» **Text passage**
The notion of intellectual apathy and, perhaps more importantly,
pragmatism brings me to my fifth point. Students today believe that
college is a minor inconvenience and, worse still, an unavoidable
evil that must be dealt with in order to get that coveted degree.
This attitude, I suspect, is the consequence of a new conservative
paradigm in America. For several years now, right wing political
pundits have been telling their minions that college professors,
seditious liberals one and all, are responsible for whatever problems,
real or imaginary, that face our nation. In a recent broadcast of
his fair and balanced talk show, Bill O’Reilly claimed that
college should be purely vocational rather than intellectual in
nature. He need not worry about this as most colleges have already
become vocational schools. Still, the cocksure O’Reilly argued
that literature and philosophy courses are all a big waste of time.
Kids have no practical use for things like psychology and art history.

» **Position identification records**
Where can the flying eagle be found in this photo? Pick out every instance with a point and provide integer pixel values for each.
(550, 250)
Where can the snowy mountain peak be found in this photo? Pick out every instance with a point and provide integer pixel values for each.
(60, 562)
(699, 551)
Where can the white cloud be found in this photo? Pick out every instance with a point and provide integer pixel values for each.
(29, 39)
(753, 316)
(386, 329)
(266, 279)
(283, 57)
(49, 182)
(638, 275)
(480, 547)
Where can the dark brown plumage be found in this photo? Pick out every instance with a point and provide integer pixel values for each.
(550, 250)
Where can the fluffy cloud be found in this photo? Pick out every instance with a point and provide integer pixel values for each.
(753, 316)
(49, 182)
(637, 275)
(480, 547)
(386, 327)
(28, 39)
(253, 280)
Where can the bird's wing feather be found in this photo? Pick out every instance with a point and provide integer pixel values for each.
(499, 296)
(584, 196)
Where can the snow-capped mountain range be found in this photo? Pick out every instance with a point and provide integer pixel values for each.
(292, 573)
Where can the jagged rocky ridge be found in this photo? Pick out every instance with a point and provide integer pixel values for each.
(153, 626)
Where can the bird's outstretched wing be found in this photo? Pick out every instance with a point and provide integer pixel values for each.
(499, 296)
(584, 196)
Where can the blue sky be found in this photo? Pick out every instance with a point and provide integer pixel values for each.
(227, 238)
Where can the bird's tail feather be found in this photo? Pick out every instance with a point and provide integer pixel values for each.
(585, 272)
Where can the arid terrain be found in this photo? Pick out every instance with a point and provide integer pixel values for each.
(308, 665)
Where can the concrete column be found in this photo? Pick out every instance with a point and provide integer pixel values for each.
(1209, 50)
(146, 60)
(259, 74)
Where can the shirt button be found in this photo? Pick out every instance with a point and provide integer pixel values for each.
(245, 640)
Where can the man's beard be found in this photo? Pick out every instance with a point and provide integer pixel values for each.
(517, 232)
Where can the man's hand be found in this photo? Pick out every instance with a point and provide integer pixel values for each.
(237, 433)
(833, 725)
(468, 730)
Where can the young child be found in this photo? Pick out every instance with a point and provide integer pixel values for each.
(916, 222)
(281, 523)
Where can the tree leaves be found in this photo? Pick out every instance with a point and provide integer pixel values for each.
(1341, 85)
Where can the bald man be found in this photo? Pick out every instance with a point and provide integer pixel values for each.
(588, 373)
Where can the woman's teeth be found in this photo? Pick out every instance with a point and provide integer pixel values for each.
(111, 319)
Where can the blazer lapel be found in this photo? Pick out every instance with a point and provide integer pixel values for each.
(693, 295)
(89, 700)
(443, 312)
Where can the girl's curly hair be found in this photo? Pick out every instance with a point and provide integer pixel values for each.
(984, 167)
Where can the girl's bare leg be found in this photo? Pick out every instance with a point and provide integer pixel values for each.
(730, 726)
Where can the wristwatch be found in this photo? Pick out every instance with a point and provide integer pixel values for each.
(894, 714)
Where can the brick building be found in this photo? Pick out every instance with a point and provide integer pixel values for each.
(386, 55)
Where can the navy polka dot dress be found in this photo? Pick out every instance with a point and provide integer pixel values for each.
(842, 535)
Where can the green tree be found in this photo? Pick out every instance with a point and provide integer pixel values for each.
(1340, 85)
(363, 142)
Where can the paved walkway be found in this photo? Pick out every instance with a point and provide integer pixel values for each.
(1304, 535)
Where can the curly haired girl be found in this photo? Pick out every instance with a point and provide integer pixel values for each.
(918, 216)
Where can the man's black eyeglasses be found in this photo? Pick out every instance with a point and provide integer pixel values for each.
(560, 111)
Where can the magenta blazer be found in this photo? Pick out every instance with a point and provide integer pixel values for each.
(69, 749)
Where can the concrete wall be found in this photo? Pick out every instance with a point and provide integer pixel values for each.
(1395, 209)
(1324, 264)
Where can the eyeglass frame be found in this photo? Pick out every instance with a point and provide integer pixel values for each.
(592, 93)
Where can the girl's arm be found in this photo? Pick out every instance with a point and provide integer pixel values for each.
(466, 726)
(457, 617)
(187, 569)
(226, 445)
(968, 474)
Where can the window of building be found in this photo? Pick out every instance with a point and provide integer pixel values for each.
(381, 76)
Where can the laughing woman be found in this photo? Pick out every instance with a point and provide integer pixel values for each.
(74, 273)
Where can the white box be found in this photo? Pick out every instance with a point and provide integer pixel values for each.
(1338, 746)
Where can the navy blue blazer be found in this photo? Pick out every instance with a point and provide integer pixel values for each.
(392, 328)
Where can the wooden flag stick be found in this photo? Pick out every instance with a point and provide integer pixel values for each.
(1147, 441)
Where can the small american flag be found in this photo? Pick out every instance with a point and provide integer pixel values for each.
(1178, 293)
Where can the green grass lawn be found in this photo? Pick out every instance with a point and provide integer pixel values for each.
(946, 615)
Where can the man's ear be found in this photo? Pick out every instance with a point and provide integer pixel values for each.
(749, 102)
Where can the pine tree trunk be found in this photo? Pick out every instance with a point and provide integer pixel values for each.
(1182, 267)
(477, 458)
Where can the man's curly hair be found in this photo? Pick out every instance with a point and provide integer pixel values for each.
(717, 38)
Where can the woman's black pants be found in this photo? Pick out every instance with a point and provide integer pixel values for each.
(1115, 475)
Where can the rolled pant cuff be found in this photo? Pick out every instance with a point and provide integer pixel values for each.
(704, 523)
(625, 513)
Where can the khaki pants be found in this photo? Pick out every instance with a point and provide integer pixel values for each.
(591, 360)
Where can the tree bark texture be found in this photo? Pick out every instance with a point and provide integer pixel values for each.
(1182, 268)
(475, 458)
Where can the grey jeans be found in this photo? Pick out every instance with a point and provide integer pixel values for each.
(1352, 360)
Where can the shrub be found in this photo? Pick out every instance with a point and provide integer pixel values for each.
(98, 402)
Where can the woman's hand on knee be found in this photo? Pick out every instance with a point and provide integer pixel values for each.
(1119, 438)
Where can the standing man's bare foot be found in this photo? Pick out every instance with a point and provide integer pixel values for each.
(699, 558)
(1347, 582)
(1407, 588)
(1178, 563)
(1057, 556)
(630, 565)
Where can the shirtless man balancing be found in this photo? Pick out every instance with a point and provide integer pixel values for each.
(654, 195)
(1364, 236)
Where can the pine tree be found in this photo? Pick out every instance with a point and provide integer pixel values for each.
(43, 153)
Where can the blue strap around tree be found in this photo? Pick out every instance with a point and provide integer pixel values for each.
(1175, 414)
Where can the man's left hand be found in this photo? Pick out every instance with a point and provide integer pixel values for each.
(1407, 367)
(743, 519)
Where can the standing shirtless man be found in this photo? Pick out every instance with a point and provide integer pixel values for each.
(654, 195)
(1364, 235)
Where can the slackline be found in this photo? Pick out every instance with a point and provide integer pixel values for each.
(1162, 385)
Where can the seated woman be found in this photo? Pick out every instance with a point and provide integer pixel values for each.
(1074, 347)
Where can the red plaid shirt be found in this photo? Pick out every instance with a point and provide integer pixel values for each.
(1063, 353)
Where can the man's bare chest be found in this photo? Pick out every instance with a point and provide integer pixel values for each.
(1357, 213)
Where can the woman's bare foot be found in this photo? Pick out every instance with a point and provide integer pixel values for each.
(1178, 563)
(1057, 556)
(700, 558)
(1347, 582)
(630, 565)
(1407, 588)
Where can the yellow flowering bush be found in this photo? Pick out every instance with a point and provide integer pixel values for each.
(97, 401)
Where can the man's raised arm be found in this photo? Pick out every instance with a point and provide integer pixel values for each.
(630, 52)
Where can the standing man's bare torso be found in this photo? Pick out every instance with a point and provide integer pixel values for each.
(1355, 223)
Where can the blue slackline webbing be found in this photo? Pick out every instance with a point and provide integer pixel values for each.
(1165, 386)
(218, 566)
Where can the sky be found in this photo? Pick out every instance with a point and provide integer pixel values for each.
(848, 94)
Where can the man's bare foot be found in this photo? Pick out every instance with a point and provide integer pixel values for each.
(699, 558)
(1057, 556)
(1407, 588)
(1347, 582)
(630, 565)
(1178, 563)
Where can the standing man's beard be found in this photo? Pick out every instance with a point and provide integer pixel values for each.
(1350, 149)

» **Task requirements**
1. From the passage on students' attitudes toward college, repeat the part that opens with the words containing "This attitude, I" and closes with "and art history.".
2. Condense the paragraph of the passage on students' attitudes toward college that begins "The notion of intellectual apathy," keeping its main facts.

» **Answers in order**
1.
This attitude, I suspect, is the consequence of a new conservative
paradigm in America. For several years now, right wing political
pundits have been telling their minions that college professors,
seditious liberals one and all, are responsible for whatever problems,
real or imaginary, that face our nation. In a recent broadcast of
his fair and balanced talk show, Bill O’Reilly claimed that
college should be purely vocational rather than intellectual in
nature. He need not worry about this as most colleges have already
become vocational schools. Still, the cocksure O’Reilly argued
that literature and philosophy courses are all a big waste of time.
Kids have no practical use for things like psychology and art history.

2. The writer's fifth point concerns intellectual apathy and pragmatism. Students today treat college as a minor inconvenience, even an unavoidable evil to get through for a degree. The writer suspects this attitude comes from a new conservative paradigm in America. For several years, right-wing pundits have blamed liberal college professors for the nation's problems, real or imaginary. On a recent broadcast of his talk show, Bill O'Reilly claimed college should be vocational rather than intellectual. He argued that literature and philosophy courses are a waste of time and that kids have no practical use for psychology or art history. The writer notes that most colleges have already become vocational schools.